— start Material for the task —
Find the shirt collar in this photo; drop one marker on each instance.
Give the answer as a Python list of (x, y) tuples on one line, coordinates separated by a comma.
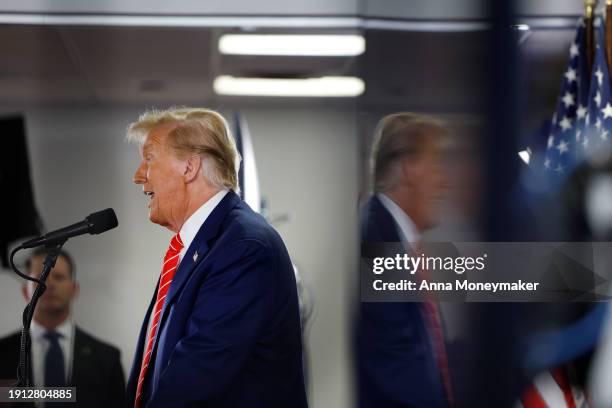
[(37, 330), (407, 229), (194, 222)]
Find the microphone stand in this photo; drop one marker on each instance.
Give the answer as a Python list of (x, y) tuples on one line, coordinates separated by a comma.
— end Material for the task —
*Objective:* Please rewrite all the records above, substituting "pin" for every "marker" and keeping everything else unchanged. Leave the pictures out.

*Result of this exercise:*
Find the shirt collar in this photo; drop one pin on each instance.
Give the answer as a Python list of (x, y) tuples on one line, coordinates separated by a comma.
[(37, 330), (407, 229), (194, 222)]
Find the microphone stand in this photo; drop one pin on each instance.
Give the answer as a Python list of (x, y) tuples on one line, coordinates separated by a comma.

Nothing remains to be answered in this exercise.